# Configuration of content analysers (included by cf/sherlock)

Analyser {

# The analyser modules can be plugged into Sherlock at different places
# and tag documents according to their contents and other attributes.
# Also, a single analyser can be used at multiple places and executed
# conditionally, so you can for example tag documents in the gatherer
# and let the indexer tag only the ones not tagged by the gatherer.
#
# Possible places:
#	gather		just after the page is gathered: this is a good place for modules
#			which are expensive to execute and have small output (the output
#			gets cached in the gatherer's database, so it won't be rebuilt
#			on every indexation).
#	scanner		the first pass of the indexer (before merging): Attributes generated
#			here are available to the whole indexer (including various custom
#			hooks), but beware, you have to explicitly instruct the indexer
#			about how to propagate them -- see Indexer.LabelAttrs and around.
#	chewer		the second pass of the indexer (after merging): Probably a better hook
#			for most purposes, because the propagation rules are simpler and
#			the analyser is not run on many cards which turn out to be equivalent.
#	atest		the atest utility for testing analysers
#
# Possible conditions:
#	always
#	needed		if the document hasn't been analysed yet
#	<time>		if needed or the document has been last modified earlier than <time>
# Format:
#	Hook(Gather|Scanner|Chewer|ATest)	{ Analyser=name; Condition=(always|needed|27836...) }

# Trace execution of the analysers
Trace			0

# Log analyser statistics
LogStats		1

# `Analyser <place> <module> <condition>' attaches a single module.

#ifdef CONFIG_LANG
# Language auto-detection, see section LangDetect for related settings.
HookGather		lang needed
HookScanner		lang needed
#endif

# IP address classifier, see section IPRanges for a description.
#HookChewer		iprange always

# Substring classifier, see section SubStrings for a description.
#HookGather		substr needed
#HookScanner		substr needed

}

######## Substring Search analyser ##############################################

SubStrings {

# It is an analyser module which tags the documents containing one or more
# occurences of given parts of words or phrases.
· · · · ·
Work to do:
- a) Copy out everything in the records from the line containing "To accomplish the next task, I need to find the blue" down to the end of the records, changing nothing.
- b) Resume the Sherlock analyser configuration file after its last line.
The configuration text and the records were taken from unrelated sources.
· · · · ·
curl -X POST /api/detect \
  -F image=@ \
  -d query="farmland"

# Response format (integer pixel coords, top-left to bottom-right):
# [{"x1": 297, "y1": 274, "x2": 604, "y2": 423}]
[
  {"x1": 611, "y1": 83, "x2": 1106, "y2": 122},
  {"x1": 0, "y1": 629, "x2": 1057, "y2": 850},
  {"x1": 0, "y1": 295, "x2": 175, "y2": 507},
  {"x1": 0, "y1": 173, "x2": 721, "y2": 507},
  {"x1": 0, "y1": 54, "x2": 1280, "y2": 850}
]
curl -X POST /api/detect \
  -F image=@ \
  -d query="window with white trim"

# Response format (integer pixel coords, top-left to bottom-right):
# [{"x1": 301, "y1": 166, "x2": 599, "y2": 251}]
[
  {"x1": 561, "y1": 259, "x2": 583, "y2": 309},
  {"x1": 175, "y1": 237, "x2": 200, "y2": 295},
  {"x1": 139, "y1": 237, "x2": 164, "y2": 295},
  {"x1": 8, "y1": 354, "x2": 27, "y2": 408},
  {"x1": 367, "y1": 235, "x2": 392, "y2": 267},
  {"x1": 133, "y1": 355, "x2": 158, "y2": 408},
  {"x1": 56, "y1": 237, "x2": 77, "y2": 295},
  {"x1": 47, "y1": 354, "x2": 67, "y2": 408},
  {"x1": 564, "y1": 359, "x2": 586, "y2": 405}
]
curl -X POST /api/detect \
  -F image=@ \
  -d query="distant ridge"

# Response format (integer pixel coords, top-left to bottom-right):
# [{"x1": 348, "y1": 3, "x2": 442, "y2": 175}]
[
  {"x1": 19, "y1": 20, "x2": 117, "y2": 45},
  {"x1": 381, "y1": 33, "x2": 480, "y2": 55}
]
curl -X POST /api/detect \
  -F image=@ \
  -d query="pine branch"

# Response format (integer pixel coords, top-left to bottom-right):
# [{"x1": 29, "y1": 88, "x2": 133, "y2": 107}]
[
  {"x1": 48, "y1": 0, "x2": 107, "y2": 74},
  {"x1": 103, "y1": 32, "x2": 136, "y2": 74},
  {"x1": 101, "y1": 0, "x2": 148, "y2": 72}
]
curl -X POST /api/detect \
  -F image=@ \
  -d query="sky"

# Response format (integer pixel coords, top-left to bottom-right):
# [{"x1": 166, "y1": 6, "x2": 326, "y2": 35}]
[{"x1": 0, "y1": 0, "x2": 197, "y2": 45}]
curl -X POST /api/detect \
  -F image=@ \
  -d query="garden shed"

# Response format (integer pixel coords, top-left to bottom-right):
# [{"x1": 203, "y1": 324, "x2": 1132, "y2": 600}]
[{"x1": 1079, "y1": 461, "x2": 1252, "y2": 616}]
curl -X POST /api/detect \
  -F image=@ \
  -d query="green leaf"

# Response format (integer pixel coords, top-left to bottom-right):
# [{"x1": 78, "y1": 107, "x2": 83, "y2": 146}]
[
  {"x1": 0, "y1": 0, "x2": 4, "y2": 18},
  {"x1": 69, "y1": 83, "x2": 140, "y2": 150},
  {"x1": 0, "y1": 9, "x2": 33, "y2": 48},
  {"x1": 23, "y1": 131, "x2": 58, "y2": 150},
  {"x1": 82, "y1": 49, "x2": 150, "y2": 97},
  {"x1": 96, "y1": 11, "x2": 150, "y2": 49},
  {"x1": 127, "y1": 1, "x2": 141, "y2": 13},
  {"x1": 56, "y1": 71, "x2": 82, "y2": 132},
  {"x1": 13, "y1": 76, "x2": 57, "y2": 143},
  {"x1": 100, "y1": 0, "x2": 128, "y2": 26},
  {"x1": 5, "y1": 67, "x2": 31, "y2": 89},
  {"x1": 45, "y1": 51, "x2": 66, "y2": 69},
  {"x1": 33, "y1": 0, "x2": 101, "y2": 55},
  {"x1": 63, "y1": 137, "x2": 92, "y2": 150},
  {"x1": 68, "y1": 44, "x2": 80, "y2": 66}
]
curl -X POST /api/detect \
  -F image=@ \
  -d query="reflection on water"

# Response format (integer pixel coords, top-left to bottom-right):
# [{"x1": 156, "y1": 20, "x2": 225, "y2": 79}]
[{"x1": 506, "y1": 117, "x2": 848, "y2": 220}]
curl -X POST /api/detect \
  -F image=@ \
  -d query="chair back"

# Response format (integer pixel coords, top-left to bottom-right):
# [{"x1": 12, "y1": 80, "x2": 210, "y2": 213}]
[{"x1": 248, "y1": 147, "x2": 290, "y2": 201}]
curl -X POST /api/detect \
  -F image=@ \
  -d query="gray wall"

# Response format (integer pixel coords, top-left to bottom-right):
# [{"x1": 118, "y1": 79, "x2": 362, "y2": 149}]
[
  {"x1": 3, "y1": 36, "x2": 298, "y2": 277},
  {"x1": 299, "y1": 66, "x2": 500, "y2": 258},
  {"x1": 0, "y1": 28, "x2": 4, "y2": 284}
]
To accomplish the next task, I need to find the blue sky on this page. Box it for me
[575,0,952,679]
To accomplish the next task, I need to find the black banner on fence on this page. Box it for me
· · · · ·
Set of answers:
- a)
To accomplish the next task, I need to find the blue sky on this page. Box it for me
[575,0,952,679]
To accomplish the next task, I need to find the black banner on fence on this page. Box it for me

- b)
# Words in phrases should be delimited with ':' special characters, that
# match with any positive number of nonalpha-characters or sentence start/end.
# The same character can be used to match only with prefixes/suffixes.
# Strings definitions should contain only lowercased characters (no numbers) and ':'.
# You can define more groups of words with different bit masks.
# The resulting tag is simply the OR combination of all matched mords.
#Attr			8
#Mask			0x1
#Strings		:martin:mareš :mj:
#Mask			0x2
#Strings		{ String=:matfyz }
#Strings		mff

}

######## IP Range Aliases analyser ##############################################

IPRanges {

# IP ranges is an analyser module which assigns aliases to selected IP addresses
# or their ranges according to this configuration, and attaches a configured
# attribute for each alias found in the card. Every line contains one alias followed by
# one or more IPs or IP intervals (see examples below). Alternatively, you can assign
# multiple ranges to one alias on separated lines.
# Crossing pairs of intervals [A,B] and [C,D], where A < C <= B < D, are not supported.
# A single alias should not cover the same IP address multiple times.
# If you index the generated attribute in your custom hooks, keep in mind that a single
# IP alias should not contain an enormous number of documents, else searching will be slow.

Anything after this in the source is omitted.